In this work, the bamboo was first treated with xylan to improve its dimensional stability, and then the treated bamboo surface underwent hydrophobic treatment by soft lithography using a fresh lotus leaf and PDMS as a template and seal, respectively, transferring over it a lotus leaf-like topography based on a micro/nano hierarchical structure. Soft lithography is especially suitable for replicating micro-nano structures of plant leaf surfaces. The PDMS is a low surface energy material containing –CH3 groups; it has intrinsic deformability and hydrophobic properties (Guan et al. 2015). Meanwhile, the effects of the different mass fractions of xylan on the dimensional stability of bamboo were characterized by measuring the moisture absorption rate, volume expansion (contraction) rate, anti-swelling (shrinkage) efficiency (ASE), and moisture excluding efficiency (MEE) (García et al. 2012). The microstructures of the lotus-like bamboo surfaces were analyzed by scanning electron microscopy (SEM) and by atomic force microscopy (AFM). These explained the hydrophobic mechanism of rough surfaces. The successfully prepared bamboo samples not only could overcome the defects of dimensional differences caused by anisotropy, but also the modifications endowed the bamboo with a lotus-leaf-like superhydrophobic surface that could prolong the service life of bamboo. At the same time, this study could also provide a new direction for the study on the dimensional stability of wood, which would be of great practical value.

Stated exercise A: According to the bamboo surface-treatment text, why was the bamboo treated with xylan before the hydrophobic treatment? Answer in one to three sentences.
The entries that follow are unrelated to the bamboo text.

(Entries from a point annotation set)
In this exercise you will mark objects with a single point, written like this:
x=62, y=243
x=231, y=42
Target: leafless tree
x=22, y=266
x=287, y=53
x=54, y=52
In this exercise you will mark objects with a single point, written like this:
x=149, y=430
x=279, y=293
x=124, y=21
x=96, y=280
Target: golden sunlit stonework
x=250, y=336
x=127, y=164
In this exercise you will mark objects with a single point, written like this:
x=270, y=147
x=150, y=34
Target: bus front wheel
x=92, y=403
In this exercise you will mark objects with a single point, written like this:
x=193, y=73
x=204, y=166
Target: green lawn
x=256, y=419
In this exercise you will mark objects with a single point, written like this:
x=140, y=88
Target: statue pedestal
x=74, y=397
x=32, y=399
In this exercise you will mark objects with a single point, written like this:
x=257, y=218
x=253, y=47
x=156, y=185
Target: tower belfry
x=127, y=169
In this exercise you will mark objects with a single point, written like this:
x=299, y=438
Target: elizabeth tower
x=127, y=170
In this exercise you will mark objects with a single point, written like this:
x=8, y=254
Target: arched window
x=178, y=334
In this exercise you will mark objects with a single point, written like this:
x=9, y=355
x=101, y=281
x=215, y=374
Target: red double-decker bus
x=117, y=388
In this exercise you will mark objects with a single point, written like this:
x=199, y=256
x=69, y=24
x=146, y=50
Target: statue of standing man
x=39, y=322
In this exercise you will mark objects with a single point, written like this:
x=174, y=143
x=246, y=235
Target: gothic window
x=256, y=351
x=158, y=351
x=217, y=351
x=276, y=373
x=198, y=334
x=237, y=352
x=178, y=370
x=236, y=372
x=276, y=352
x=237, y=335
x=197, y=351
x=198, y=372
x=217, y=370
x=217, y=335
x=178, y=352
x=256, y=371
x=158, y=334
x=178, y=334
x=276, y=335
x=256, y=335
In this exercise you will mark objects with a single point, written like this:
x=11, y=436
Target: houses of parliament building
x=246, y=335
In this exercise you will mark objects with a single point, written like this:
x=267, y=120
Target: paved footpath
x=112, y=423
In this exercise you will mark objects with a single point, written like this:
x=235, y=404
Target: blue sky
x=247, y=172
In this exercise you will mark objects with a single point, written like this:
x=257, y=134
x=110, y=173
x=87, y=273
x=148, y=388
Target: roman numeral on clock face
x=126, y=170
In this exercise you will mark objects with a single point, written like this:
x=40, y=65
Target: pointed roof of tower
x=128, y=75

Stated exercise B: Resize the entries, beginning at their first line and stopping after the line that contains "x=117, y=388", by multiplying every answer coordinate by 0.9 and rounding to whole numbers, with halves rounded up. Reproduce all of these lines, requests included, and leave the coordinates in the format samples unchanged.

Correct response A: The text states that the bamboo was first treated with xylan to improve its dimensional stability. The hydrophobic treatment by soft lithography was applied to the surface of this xylan-treated bamboo afterward.

Correct response B:
In this exercise you will mark objects with a single point, written like this:
x=62, y=243
x=231, y=42
Target: leafless tree
x=20, y=239
x=258, y=48
x=49, y=47
In this exercise you will mark objects with a single point, written like this:
x=149, y=430
x=279, y=293
x=124, y=21
x=96, y=280
Target: golden sunlit stonework
x=225, y=302
x=114, y=148
In this exercise you will mark objects with a single point, written like this:
x=270, y=147
x=150, y=34
Target: bus front wheel
x=83, y=363
In this exercise you will mark objects with a single point, written like this:
x=193, y=73
x=204, y=166
Target: green lawn
x=230, y=377
In this exercise you will mark objects with a single point, written like this:
x=140, y=88
Target: statue pedestal
x=67, y=357
x=29, y=359
In this exercise you will mark objects with a single point, written like this:
x=257, y=218
x=253, y=47
x=156, y=185
Target: tower belfry
x=114, y=152
In this exercise you will mark objects with a single point, written like this:
x=299, y=438
Target: elizabeth tower
x=114, y=153
In this exercise you will mark objects with a single point, written like this:
x=8, y=254
Target: arched window
x=160, y=301
In this exercise you will mark objects with a single point, written like this:
x=9, y=355
x=101, y=281
x=215, y=374
Target: red double-decker bus
x=105, y=349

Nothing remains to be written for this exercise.